> _Short exercise A_
Update the listing from its start through the line containing "x=370, y=171" by replacing "green vest" with "green jacket" and keeping everything else the same. Leave the picture lines out of your answer.

═════ Text extract

Names, descriptions and comments may refer to future explanations.

Duality

It’s not a bird, it’s not a plane, it’s a duale value

Binary values (“0”, “1”) imply an ordering. Starting with zero and limited by its base (2).

Logical values (“false”, “true”) imply an absolute reference.

Duale values (“reference”, “NOT-reference”) are transformations of a shared reference value.

Just like Yin and Yang.
Both identical in every aspect except they differ as being “white, not-white” or “black, not-black” or anything else depending on your reference.

Time is a dimension

Time is used to indicate the flow of information through expressions.
For example with a+b*c, the multiply is performed before the addition.
Time flows from * to +.
Concepts that change the direction of time like loops or conditionals do not exist and need to be loop-unrolled or expanded first.

QTF operator

Information can be described by formulas. Formulas can be rewritten into expressions. Expressions can be stored in trees. Trees are structures consisting of nodes. Nodes are representations of numeric operators. Numeric operators can be rewritten into machine instructions. Numeric machine instructions are networks of AND/OR/XOR gates. Gates are implemented in silicone.

Nodes can be evaluated by passing electrons through different types of gates. Information can be extracted from trees by evaluating the nodes.

Information can be rewritten into terms of AND/OR/XOR. Information is stored as structure (trees) and data (choice of node). Holy Grail is to unify AND/OR/XOR into a single entity.

With an unified operator information is stored exclusively as structure. Without data evaluation of information becomes magnitudes faster. Restructuring structure only trees opens interesting possibilities.

Traditional implementation

struct Node {
    enum { AND, OR, XOR } t;   // type of operation this node should perform (data)
    struct Node *left, *right; // the left/right arguments (structure)

══════════
═════ Provided material

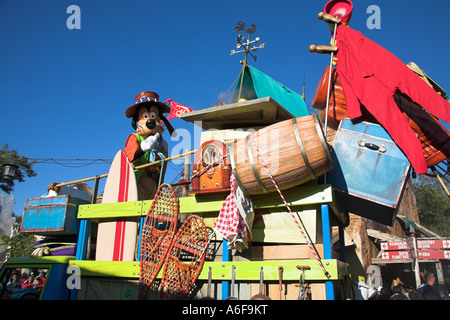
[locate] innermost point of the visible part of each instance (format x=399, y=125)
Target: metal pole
x=225, y=258
x=326, y=235
x=187, y=171
x=329, y=81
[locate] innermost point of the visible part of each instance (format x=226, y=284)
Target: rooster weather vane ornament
x=246, y=44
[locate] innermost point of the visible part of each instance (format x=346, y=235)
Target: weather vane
x=246, y=44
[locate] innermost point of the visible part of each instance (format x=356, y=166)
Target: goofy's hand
x=149, y=142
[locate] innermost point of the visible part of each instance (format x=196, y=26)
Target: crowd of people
x=24, y=285
x=428, y=290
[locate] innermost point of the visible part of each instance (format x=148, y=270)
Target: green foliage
x=21, y=245
x=25, y=167
x=432, y=204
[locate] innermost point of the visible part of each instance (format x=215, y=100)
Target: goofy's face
x=149, y=122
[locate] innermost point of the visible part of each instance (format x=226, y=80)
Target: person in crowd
x=429, y=289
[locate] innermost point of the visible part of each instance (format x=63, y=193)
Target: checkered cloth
x=235, y=218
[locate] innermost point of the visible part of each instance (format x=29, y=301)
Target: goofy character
x=147, y=144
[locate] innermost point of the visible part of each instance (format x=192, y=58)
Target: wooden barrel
x=295, y=152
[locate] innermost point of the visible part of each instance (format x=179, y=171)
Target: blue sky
x=63, y=93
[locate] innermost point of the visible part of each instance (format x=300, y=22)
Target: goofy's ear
x=133, y=123
x=172, y=131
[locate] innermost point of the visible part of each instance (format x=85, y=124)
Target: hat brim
x=163, y=108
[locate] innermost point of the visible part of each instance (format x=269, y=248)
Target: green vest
x=145, y=158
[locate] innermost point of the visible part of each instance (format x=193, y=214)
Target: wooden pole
x=137, y=168
x=187, y=171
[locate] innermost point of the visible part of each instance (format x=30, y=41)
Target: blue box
x=52, y=215
x=370, y=171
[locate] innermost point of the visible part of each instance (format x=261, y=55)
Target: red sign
x=421, y=244
x=434, y=254
x=395, y=245
x=423, y=254
x=433, y=244
x=395, y=255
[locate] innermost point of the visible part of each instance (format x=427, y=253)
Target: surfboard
x=185, y=259
x=116, y=238
x=157, y=235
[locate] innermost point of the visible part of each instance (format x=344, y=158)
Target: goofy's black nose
x=151, y=124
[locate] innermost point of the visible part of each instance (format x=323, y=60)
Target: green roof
x=256, y=84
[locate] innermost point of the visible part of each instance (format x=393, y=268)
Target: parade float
x=267, y=185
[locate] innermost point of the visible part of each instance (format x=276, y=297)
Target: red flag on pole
x=176, y=109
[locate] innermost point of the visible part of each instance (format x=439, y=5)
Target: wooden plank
x=111, y=210
x=221, y=271
x=298, y=196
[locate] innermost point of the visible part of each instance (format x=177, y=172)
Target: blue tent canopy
x=256, y=84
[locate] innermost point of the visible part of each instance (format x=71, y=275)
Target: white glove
x=149, y=142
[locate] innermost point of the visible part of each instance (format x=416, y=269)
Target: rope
x=311, y=247
x=209, y=166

══════════

> _Short exercise B_
Translate this sentence from the text on duality into Spanish: "Time is used to indicate the flow of information through expressions."

> _Output A_
[locate] innermost point of the visible part of each instance (format x=399, y=125)
Target: metal pole
x=225, y=258
x=326, y=235
x=187, y=171
x=329, y=81
[locate] innermost point of the visible part of each instance (format x=226, y=284)
Target: rooster weather vane ornament
x=246, y=44
[locate] innermost point of the visible part of each instance (format x=346, y=235)
Target: weather vane
x=246, y=44
[locate] innermost point of the visible part of each instance (format x=356, y=166)
Target: goofy's hand
x=149, y=142
[locate] innermost point of the visible part of each instance (format x=196, y=26)
Target: crowd of people
x=24, y=285
x=428, y=290
[locate] innermost point of the visible part of each instance (format x=148, y=270)
Target: green foliage
x=21, y=245
x=25, y=167
x=432, y=204
[locate] innermost point of the visible part of each instance (format x=215, y=100)
Target: goofy's face
x=149, y=122
[locate] innermost point of the visible part of each instance (format x=226, y=80)
Target: person in crowd
x=429, y=289
[locate] innermost point of the visible part of each instance (format x=63, y=193)
Target: checkered cloth
x=235, y=218
[locate] innermost point of the visible part of each instance (format x=29, y=301)
Target: goofy character
x=147, y=144
[locate] innermost point of the visible part of each instance (format x=192, y=58)
Target: wooden barrel
x=295, y=152
[locate] innermost point of the visible part of each instance (format x=179, y=171)
Target: blue sky
x=63, y=93
[locate] innermost point of the visible part of each instance (format x=300, y=22)
Target: goofy's ear
x=133, y=123
x=172, y=131
[locate] innermost point of the visible part of each instance (format x=85, y=124)
Target: hat brim
x=163, y=108
[locate] innermost point of the visible part of each instance (format x=269, y=248)
Target: green jacket
x=145, y=158
[locate] innermost point of the visible part of each instance (format x=193, y=214)
Target: wooden pole
x=137, y=168
x=187, y=171
[locate] innermost point of the visible part of each instance (format x=30, y=41)
Target: blue box
x=52, y=215
x=370, y=171

> _Output B_
El tiempo se usa para indicar el flujo de información a través de las expresiones.